_Extrait cité_
════

L'enflure inutile de l'économiste Pierre-Noël Giraud

Publié le par Alexandre Anizy

Répondant à une commande de l'éditeur (1), l'économiste Pierre-Noël Giraud a rassemblé dans "L'Homme inutile - du bon usage de l'économie" (Odile Jacob, octobre 2015, 401 pages, 23,90 €) un ensemble de travaux disparates pour expliquer ses préconisations économiques. Le survol est agréable à lire, mais cela manque d'arguments discutés. C'est ainsi qu'on fabrique un produit d'édition en faisant un mauvais usage de la pédagogie.

Dans le premier chapitre titré "du bon usage de l'économie", l'auteur réalise en 45 pages le tour de force de présenter l'économie aujourd'hui, de définir son objet, de raconter l'histoire de la pensée économique, de discuter le bon et mauvais usage des modèles, d'expliquer les 4 temps de la démarche économique (à savoir : analyse et prospective, choix de l'objectif, préconisation des politiques, mise en œuvre des politiques - ce dernier temps consistant à savoir si les préconisations sont politiquement réalisables). Concernant l'objet, nous sommes d'accord lorsqu'il écrit :

« Suivant en cela Ricardo, je considère que l'objet central de l'économie est l'inégalité des revenus et plus généralement d'accès aux biens de ce monde, et non pas la croissance dont la mesure est par ailleurs difficile et à juste titre controversée. » (p.22) ;

mais lorsqu'il arrive au cadre analytique commun de l'économie :

« Il est composé d'un triptyque : acteurs rationnels, modes de coordination entre acteurs, institutions régulatrices. » (p.40) ;

nous mettons un sérieux bémol sur la "rationalité des acteurs", d'autant plus que PNG dit que « Ces "écoles" [il cite les écoles classiques, marxistes, néoclassiques, keynésiennes - ndAA] ont toutes adopté le cadre analytique d'ensemble que nous avons décrit » (p.49).

════

_Enregistrements fournis_
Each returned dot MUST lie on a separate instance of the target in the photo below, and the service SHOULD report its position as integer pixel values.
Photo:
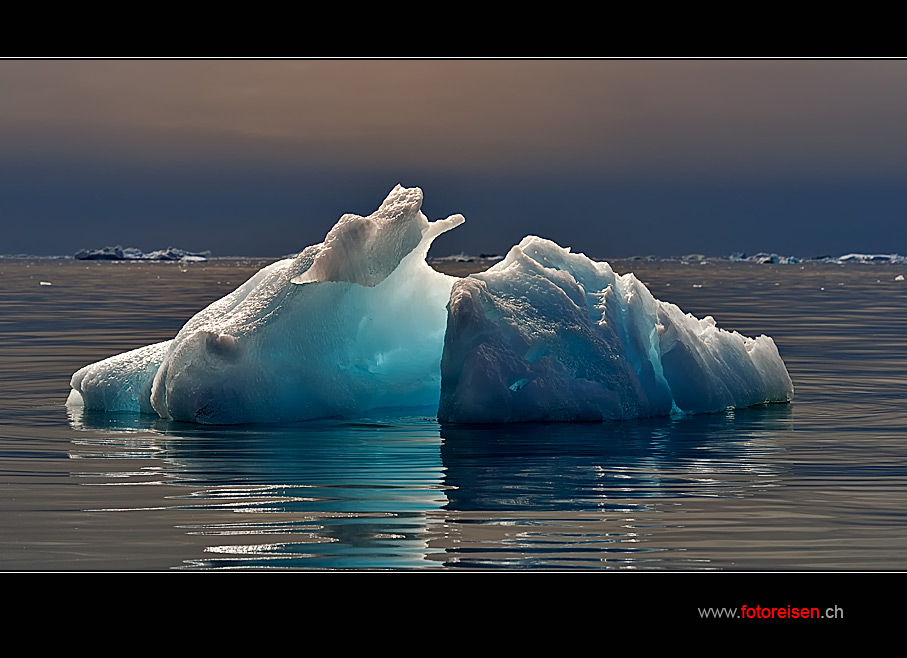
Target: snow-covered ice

════

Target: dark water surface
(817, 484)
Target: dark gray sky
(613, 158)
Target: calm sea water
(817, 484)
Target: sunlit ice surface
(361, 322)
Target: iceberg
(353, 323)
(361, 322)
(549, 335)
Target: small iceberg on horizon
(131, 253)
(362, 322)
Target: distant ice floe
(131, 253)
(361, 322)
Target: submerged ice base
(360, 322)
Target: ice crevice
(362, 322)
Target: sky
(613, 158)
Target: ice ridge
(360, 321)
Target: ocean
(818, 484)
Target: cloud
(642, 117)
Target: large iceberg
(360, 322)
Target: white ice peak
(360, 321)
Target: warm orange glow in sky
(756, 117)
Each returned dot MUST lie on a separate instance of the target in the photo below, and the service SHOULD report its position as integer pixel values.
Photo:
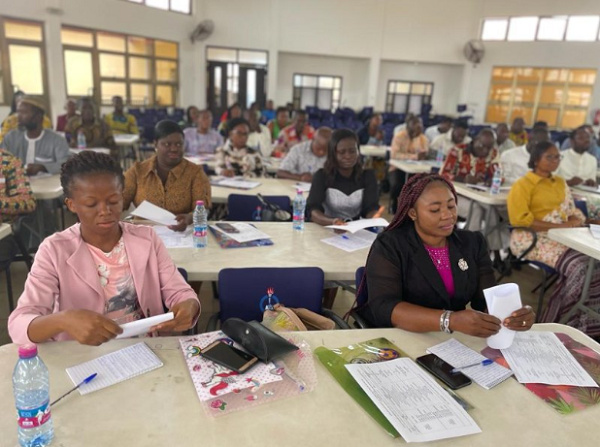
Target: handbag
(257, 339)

════

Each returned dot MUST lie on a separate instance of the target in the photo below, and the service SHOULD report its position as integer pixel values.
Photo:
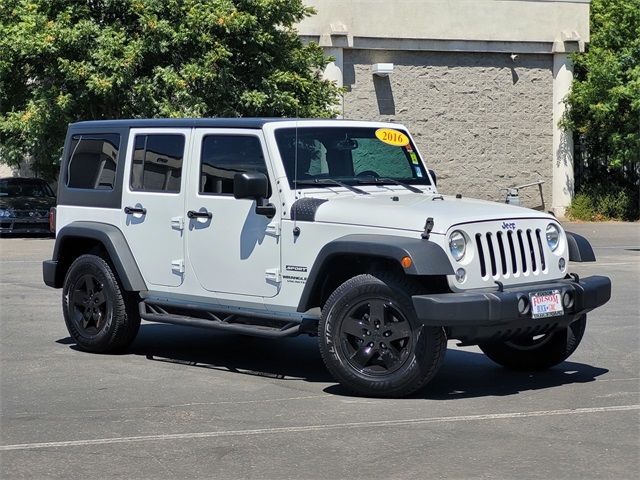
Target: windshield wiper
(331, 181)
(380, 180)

════

_Consignes de l'exercice_
1. Combien de lignes des enregistrements contiennent la chaîne « surface », en respectant la casse ? Indiquez uniquement le nombre.
2. Pouvez-vous prolonger la critique de « L'Homme inutile » de Pierre-Noël Giraud au-delà de sa dernière phrase ?

_Corrigé de l'exercice_
1. 2

2.
Le deuxième chapitre est un adieu à Malthus, surtout à sa théorie que PNG présente et analyse bien :

« La perspective de la décroissance de la population humaine constitue une révolution anthropologique équivalente à la sédentarisation et au début de la croissance démographique. Elle signera la fin du malthusianisme. » (p.91) (2)

Il s'attache ensuite à l'étude du "capital naturel" (les ressources naturelles épuisables et renouvelables) et du "capital humain", qui lui permet d'affirmer qu'après un XXIe siècle périlleux :

« Puis, tout cela ne sera plus qu'un mauvais souvenir. Une humanité de 4 milliards d'individus à la fin du XXIIe siècle, ayant engrangé près de deux siècles de progrès techniques supplémentaires, vivra très bien, si elle le veut, sur une planète dont la température moyenne aura augmenté de 4 à 5°C. Certaines zones, peut-être très vastes, seront abandonnées aux déserts, y compris aux déserts radioactifs en raison des quelques Fukushima que nous n'éviterons pas. Ce seront les cicatrices laissées par le dernier siècle malthusien de l'histoire humaine, le XXIe. » (p.115).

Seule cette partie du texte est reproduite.